Copy out the following material line for line, with no changes.

__A run of records__
* begin *

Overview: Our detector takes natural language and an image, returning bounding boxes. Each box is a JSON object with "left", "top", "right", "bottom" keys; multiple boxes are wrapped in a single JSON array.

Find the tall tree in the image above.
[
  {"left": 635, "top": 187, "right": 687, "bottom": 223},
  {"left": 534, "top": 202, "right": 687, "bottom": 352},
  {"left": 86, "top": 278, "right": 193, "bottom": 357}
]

* end *

__ANSWER IN FULL__
Overview: Our detector takes natural language and an image, returning bounding boxes. Each box is a JSON object with "left", "top", "right", "bottom" keys; multiple boxes are wrapped in a single JSON array.

Find the tall tree in the image above.
[
  {"left": 635, "top": 187, "right": 687, "bottom": 223},
  {"left": 534, "top": 202, "right": 687, "bottom": 352},
  {"left": 86, "top": 278, "right": 193, "bottom": 357}
]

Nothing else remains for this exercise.